▸ Work to do
Your task is to repeat the records exactly from the line containing "If you could point to the headlight" onward, through the final line.

-- begin Data rows --

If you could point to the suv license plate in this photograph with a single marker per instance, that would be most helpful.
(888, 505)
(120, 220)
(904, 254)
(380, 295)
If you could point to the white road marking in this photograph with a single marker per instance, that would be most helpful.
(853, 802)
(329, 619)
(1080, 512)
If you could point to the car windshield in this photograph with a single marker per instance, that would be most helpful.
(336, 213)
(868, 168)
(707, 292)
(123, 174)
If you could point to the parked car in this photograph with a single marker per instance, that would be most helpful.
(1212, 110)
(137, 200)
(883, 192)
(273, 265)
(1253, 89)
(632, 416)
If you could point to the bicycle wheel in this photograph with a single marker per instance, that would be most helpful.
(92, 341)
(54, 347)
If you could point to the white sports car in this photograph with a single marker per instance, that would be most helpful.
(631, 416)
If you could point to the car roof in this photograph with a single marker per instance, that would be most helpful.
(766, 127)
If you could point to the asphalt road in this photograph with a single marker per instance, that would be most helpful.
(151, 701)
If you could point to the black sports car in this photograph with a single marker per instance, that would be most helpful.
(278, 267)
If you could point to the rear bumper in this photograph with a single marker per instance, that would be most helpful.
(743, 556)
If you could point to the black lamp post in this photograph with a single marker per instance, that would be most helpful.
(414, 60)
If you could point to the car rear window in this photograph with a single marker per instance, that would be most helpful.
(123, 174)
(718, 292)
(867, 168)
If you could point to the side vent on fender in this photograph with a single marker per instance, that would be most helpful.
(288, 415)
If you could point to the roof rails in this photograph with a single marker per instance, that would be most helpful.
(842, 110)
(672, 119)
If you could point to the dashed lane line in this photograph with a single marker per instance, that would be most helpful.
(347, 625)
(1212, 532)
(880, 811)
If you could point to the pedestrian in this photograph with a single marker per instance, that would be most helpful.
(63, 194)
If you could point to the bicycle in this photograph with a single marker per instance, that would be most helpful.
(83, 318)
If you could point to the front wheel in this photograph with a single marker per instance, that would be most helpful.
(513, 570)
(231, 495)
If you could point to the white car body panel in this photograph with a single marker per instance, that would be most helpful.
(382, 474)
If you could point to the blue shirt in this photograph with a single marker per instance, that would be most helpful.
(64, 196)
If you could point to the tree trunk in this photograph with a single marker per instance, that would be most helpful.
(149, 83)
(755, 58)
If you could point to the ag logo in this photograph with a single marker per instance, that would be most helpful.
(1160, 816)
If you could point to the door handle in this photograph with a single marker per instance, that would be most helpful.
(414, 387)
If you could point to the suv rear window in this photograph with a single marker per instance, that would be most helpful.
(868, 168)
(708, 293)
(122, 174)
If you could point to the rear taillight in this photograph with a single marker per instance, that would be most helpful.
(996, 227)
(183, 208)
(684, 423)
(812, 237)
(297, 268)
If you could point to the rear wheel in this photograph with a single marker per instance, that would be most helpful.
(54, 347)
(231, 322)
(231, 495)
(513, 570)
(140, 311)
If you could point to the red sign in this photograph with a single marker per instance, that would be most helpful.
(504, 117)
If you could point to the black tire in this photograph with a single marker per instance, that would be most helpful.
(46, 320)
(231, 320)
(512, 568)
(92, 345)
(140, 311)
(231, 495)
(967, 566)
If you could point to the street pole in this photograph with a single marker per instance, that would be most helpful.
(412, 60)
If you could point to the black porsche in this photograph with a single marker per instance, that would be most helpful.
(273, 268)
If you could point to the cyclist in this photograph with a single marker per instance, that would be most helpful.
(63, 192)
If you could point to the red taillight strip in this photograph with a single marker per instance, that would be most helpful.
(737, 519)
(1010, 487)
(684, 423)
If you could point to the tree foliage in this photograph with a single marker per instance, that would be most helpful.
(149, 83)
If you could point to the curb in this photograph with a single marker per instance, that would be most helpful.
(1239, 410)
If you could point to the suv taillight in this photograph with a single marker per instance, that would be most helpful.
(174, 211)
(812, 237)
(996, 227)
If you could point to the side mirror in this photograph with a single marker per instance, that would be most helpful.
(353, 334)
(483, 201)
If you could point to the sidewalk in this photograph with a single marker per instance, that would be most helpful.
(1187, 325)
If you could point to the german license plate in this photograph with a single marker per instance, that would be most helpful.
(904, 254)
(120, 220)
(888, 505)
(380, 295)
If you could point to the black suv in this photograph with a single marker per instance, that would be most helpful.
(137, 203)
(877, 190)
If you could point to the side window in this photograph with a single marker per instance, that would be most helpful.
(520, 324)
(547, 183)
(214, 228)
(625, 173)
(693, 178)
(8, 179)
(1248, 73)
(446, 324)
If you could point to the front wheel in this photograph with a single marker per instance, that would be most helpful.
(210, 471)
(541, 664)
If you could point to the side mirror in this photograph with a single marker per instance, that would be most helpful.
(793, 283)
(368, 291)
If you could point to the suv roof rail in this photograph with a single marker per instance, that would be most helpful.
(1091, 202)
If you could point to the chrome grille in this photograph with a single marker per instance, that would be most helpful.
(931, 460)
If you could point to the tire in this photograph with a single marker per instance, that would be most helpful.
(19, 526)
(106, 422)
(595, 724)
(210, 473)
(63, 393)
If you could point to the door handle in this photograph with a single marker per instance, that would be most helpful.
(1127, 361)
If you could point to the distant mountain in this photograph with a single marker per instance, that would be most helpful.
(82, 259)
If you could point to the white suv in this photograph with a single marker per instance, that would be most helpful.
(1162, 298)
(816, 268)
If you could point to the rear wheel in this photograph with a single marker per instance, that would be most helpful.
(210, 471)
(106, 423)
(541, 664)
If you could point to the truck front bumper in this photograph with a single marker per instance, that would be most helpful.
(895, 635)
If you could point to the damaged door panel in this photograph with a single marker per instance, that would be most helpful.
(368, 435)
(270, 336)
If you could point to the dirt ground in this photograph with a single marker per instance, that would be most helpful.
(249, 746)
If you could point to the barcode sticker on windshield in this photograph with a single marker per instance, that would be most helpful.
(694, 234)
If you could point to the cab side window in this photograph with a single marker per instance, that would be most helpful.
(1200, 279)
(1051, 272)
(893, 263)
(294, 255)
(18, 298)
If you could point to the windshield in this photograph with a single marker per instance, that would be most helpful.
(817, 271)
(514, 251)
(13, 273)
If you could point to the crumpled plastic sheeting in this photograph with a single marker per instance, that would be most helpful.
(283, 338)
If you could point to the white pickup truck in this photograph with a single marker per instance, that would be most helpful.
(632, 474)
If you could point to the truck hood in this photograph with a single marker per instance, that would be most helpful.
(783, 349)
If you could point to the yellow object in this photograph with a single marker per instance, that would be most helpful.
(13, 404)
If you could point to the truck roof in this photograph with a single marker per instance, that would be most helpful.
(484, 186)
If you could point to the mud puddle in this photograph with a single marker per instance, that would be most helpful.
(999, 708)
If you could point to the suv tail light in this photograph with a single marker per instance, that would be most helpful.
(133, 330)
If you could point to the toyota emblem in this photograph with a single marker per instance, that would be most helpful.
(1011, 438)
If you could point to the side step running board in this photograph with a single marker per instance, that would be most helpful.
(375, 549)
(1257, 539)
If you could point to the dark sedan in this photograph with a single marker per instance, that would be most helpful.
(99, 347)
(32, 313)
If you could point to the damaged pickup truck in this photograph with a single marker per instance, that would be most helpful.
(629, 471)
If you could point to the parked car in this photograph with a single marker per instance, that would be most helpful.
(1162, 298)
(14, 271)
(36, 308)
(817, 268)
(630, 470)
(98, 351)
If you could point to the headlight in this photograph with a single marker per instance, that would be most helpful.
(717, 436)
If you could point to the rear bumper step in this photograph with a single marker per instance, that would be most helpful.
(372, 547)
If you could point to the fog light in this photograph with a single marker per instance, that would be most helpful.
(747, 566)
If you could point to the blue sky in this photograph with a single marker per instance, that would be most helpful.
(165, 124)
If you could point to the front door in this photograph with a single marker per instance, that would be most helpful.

-- end Data rows --

▸ Reply
If you could point to the headlight in this photograph with a single marker per instance, that would be most helpful.
(717, 436)
If you could point to the rear bumper step in this photograph with a single marker per instance, that would be most helpful.
(372, 547)
If you could point to the fog light in this photograph with a single marker per instance, that would be most helpful.
(747, 566)
If you could point to the blue sky in this photograph with a single marker per instance, that would be most helpful.
(165, 124)
If you could point to the front door in this photograph with a single marker per instance, that would be most helpful.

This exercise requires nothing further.